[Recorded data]
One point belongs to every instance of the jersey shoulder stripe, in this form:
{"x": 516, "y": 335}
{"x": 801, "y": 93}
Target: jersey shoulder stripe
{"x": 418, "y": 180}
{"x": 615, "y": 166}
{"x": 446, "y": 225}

* _The request_:
Can you return every line of the material above, unchanged and in the same order?

* _Result of this exercise_:
One point belongs to every instance of the jersey shoulder stripe, in this form:
{"x": 516, "y": 335}
{"x": 801, "y": 93}
Target: jersey shoulder stripe
{"x": 418, "y": 180}
{"x": 615, "y": 166}
{"x": 446, "y": 225}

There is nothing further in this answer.